*Task to complete*
All entries below must be written out verbatim, and the images must be dropped.

*Material provided*

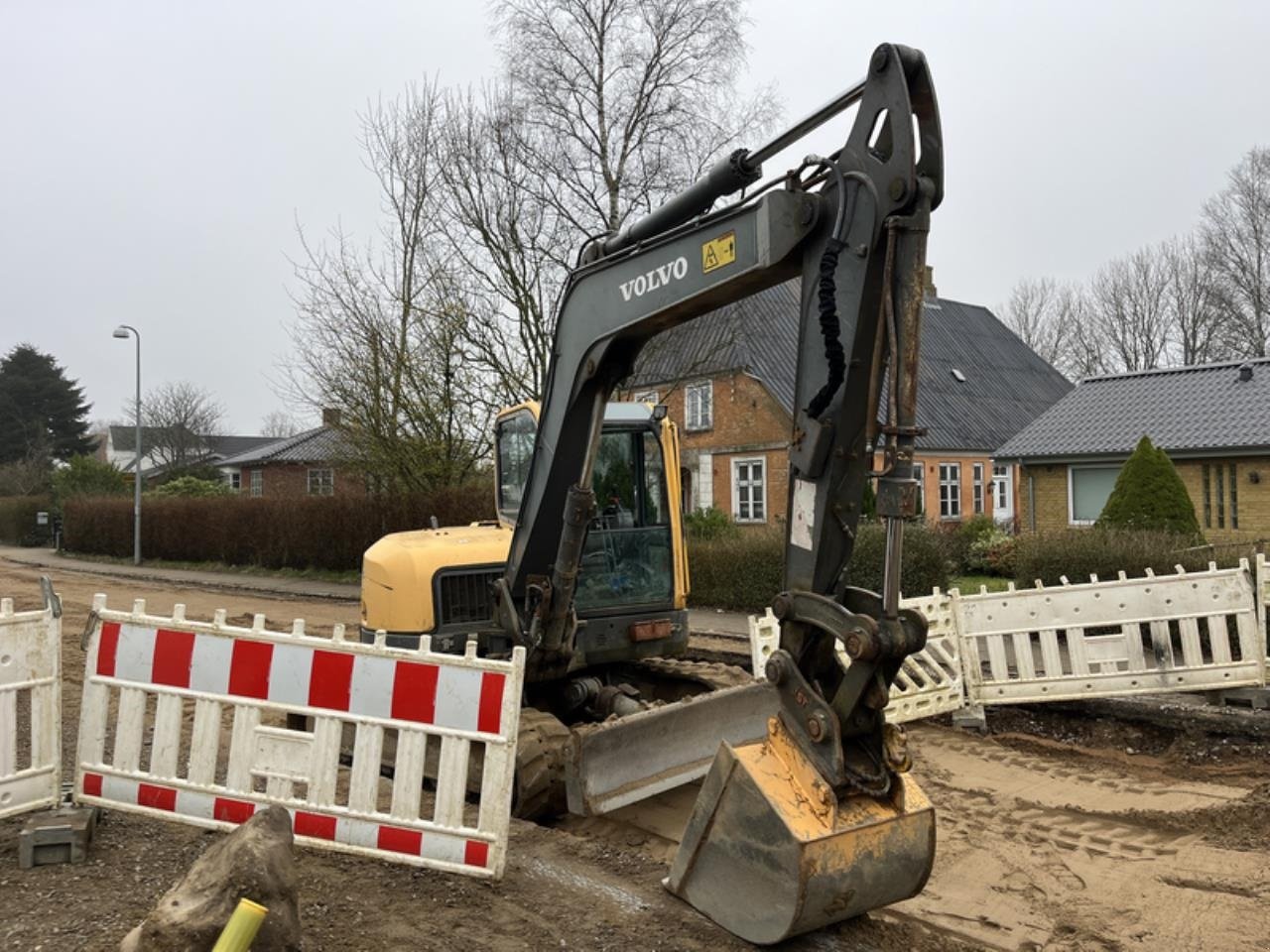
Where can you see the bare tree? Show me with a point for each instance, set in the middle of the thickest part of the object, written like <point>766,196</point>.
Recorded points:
<point>508,246</point>
<point>1130,312</point>
<point>280,422</point>
<point>1236,232</point>
<point>629,98</point>
<point>177,421</point>
<point>1197,308</point>
<point>375,327</point>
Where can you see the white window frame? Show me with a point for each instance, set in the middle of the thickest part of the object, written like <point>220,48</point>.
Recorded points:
<point>1071,494</point>
<point>737,462</point>
<point>325,488</point>
<point>703,417</point>
<point>951,504</point>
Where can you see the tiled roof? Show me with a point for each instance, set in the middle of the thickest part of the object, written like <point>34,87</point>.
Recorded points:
<point>317,445</point>
<point>1183,409</point>
<point>1005,386</point>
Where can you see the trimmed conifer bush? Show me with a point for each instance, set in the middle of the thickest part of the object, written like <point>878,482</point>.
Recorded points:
<point>1150,495</point>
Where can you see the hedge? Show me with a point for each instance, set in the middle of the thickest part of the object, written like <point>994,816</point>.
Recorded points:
<point>742,572</point>
<point>1079,553</point>
<point>307,532</point>
<point>18,520</point>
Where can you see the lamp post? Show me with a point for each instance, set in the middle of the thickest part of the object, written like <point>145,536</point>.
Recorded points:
<point>122,331</point>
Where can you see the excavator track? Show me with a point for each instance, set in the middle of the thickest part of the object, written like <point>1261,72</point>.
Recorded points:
<point>710,674</point>
<point>540,757</point>
<point>544,740</point>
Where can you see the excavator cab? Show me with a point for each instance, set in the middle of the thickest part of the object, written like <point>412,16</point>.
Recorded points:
<point>634,571</point>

*Reply*
Where can you see the bare tree? Show me with a point for each instance, set in the middle of the thickest part of the object, written like <point>766,196</point>.
Recorded points:
<point>508,246</point>
<point>1130,312</point>
<point>280,422</point>
<point>1236,232</point>
<point>629,98</point>
<point>177,421</point>
<point>1197,308</point>
<point>375,327</point>
Where can you see the white window frame? Show me with a point for each instance, set in the middle of the thickest part of the object, written like <point>220,48</point>.
Recorded points:
<point>1071,494</point>
<point>737,462</point>
<point>325,488</point>
<point>703,417</point>
<point>951,504</point>
Where can you see the tiled roof? Show me with a point for each instance, set in the middle of the thickest part of the object, written like <point>34,87</point>.
Recorded points:
<point>317,445</point>
<point>1183,409</point>
<point>1005,386</point>
Where can you see the trimmed conifer bush? Show me with a point for each instance, set in the middle of the thickest part of the object, written like <point>878,482</point>.
Recorded points:
<point>1150,495</point>
Where can you see the hedge? Show me with a point for each instance, set in the middle of the thickest part of the object, written like <point>994,816</point>.
Recorded points:
<point>742,572</point>
<point>1079,553</point>
<point>307,532</point>
<point>18,520</point>
Where can you see the lamp post? Show me with a point for each instance, set in the middle of the thickest part of the object, written like <point>145,536</point>.
Recorded points:
<point>122,331</point>
Where can you see the excavator track? Show me with a point for each instance, set in the middle of the thickest part of the object, written like <point>1261,72</point>.
Recorded points:
<point>710,674</point>
<point>540,757</point>
<point>544,740</point>
Where can you see the excavator cab? Show me with a point for each instance, set in the middle of the thickest part of the object, written like <point>412,16</point>.
Recorded points:
<point>634,571</point>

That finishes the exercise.